*EXTRACT*:
* Start *

# Our new foster



## hgatesy (Feb 14, 2007)

Everyone meet Tasha our new foster that arrived today. She's a sweetheart of a girl but very overweight.... topping the scales at about 107. We went for our first walk as soon as she got here and she seemed to enjoy herself despite only being able to make it around the block. I actually started crying when she squatted to pee and I noticed her back legs shaking just trying to hold herself up. That's got to be hard on the old hips! She walked up our stairs and then had to take a break at the top before proceeding in to her bedroom. Right now she's outside laying in the yard enjoying the sunshine and resting from her date with Parker! Park seems to really like her.... notice the pictures of him belly up right next to her! That was within five minutes after meeting her!! He must have a thing for large ladies! :bowl:

Cam and Ty have only met her through a babygate so far, but they seem to like her too. She's going to be Park's companion or hang out in her room simply because the other boys are extremelly rowdy and they will be too much for her right now. She got so excited when I let Park outside she tried to run to him and just about fell over! We don't need an injury!


----------



## HovawartMom (Aug 10, 2006)

Thanks for rescuing her!.She's got a beautiful face!.
Losing weight well help her bones,tremendously!.


----------



## mm03gn (Sep 24, 2008)

May i ask what brought her into your care? She seems like a sweetie... losing some weight will make the world of difference for her...how old is she?


----------



## lgnutah (Feb 26, 2007)

What a sweetheart she is. Thank you for fostering her and getting her started on a more healthy lifestyle.
We went to a party at someone's house and they had a lab that was so overweight it could barely move. The whole party they kept feeding it appetizers. I tried to say something (nicely) and they just brushed it of with "Oh, I know he's overweight but he loves to eat!"
My relatives also have grossly overweight pets and they rationalize that he is "happier" having a life eating whatever he wants than being denied all the treats. (BTW they also eat treats non stop)


----------



## hgatesy (Feb 14, 2007)

mm03gn.... She's perhaps about 5 years old... and the family that adopted her from a shelter about a year and a half ago was moving and couldn't take her with them.


----------



## BeauShel (May 20, 2007)

She is a beautiful girl even though she is overweight. I cant wait to see her once she starts losing that weight and I bet her stamina will be triple of what it is right now. Love her coat.


----------



## Rob's GRs (Feb 25, 2007)

Good luck with her and I hope she finds a loving home.


----------



## Abbydabbydo (Jan 31, 2007)

Ahhh she is beautiful, thank you so much, you are wonderful!

Time for the green beans and she will be much happier.


----------



## Lisa_and_Willow. (Dec 18, 2007)

It is great that she will be able to have some proper care with you. She has a lovely smile (Parker seems to think so too!)


----------



## Jackson'sMom (Oct 13, 2007)

What a beauty she is. And what a pity her previous family let her get so huge. Once she drops some pounds, she'll be just stunning. Thank you for fostering her.


----------



## hgatesy (Feb 14, 2007)

> Time for the green beans and she will be much happier.

* End *

*WRITTEN REQUEST*: Extend the forum thread about Tasha, the overweight foster dog, from the point where it stops. The listing comes from a separate, unrelated source.

*PROVIDED DATA*:
* Start *

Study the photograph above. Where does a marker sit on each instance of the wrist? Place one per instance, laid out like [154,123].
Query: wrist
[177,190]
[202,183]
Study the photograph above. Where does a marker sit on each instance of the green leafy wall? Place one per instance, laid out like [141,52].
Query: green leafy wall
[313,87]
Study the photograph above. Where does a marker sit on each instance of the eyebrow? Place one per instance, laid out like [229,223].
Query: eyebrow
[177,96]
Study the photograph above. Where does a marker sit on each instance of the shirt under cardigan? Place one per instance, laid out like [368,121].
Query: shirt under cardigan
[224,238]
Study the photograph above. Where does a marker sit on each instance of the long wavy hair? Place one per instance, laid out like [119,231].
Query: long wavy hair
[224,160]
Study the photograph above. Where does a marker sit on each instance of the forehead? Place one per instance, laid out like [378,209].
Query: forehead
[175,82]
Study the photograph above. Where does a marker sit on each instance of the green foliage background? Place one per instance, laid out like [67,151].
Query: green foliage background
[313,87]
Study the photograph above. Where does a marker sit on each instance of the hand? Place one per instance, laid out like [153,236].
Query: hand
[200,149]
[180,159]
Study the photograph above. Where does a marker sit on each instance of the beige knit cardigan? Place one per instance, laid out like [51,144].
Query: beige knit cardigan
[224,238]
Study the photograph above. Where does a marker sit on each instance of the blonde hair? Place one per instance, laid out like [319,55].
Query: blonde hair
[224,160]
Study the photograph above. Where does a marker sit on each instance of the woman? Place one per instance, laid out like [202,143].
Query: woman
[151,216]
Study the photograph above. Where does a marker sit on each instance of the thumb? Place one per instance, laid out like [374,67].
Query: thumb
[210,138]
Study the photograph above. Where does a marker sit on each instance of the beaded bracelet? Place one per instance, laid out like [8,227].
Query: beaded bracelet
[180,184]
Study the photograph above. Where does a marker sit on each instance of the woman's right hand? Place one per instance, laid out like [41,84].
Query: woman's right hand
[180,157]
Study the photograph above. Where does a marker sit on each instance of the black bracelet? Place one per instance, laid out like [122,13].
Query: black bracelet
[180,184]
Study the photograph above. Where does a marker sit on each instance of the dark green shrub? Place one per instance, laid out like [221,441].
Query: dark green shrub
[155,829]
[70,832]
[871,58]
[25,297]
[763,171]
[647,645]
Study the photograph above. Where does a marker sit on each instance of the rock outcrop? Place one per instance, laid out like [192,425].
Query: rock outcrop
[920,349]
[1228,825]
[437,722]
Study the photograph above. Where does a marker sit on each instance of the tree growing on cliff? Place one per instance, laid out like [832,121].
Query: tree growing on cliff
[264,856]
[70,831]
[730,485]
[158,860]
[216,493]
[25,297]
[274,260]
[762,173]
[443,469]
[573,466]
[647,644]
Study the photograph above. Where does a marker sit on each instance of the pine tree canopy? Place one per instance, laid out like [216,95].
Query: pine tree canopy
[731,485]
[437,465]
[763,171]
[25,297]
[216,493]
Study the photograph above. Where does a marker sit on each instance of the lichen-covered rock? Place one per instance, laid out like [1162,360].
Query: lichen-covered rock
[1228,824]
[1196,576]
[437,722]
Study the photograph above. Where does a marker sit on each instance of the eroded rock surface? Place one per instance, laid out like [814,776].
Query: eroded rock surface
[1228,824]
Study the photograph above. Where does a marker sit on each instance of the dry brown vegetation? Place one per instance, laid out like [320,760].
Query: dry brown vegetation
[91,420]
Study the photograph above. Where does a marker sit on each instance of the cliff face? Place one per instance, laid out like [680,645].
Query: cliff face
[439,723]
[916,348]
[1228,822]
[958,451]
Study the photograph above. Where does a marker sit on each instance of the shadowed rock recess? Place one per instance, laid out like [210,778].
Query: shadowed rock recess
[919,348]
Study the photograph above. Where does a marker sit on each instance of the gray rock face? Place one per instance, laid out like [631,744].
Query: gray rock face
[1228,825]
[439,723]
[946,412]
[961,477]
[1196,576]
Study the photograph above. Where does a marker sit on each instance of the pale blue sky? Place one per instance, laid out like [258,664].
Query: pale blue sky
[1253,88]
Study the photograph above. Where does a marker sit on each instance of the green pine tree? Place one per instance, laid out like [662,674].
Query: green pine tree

* End *

*EXPECTED OUTPUT*:
We started it tonight!!


----------



## GoldenJoyx'stwo (Feb 25, 2007)

You are an Angel! She's beautiful!


----------



## Karen519 (Aug 21, 2006)

*Tasha*

Tasha is just gorgeous!!!

So glad that you have her to love!!!


----------



## mylissyk (Feb 25, 2007)

She's a beautiful girl. She probably should only weight 55-60 lbs based on her facial structure. Thank you for fostering her. I just can't understand how people allow their dogs to get that big, it's so sad, and shortens their life drastically.


----------



## LibertyME (Jan 6, 2007)

She looks like a happy girl....I cant wait to watch her transformation!


----------



## Heidi36oh (Feb 27, 2007)

She is beautiful, greens beans it is..LOL

btw love you're new sigi picture


----------



## cubbysan (Mar 13, 2007)

Can't wait to see the Before and After pictures. Having other dogs to play with she help her drop the pounds, too.

Was she overweight when the other family adopted her - did she gain all that weight in that year and a half?


----------



## amy22 (May 11, 2008)

Shes so pretty..just needs to lose a few..I know you will help her! You are her angel!


----------



## hgatesy (Feb 14, 2007)

> did she gain all that weight in that year and a half


Yes... about 23lbs. She's going to be going in for a thyroid test because of this.


----------



## LOVEisGOLDEN (Jan 4, 2008)

wow, what a long hard road ahead of her... thanks so much for all that you do. give that girl a treat for me-maybe a spoonful of low fat yogurt...


----------



## Faith's mommy (Feb 26, 2007)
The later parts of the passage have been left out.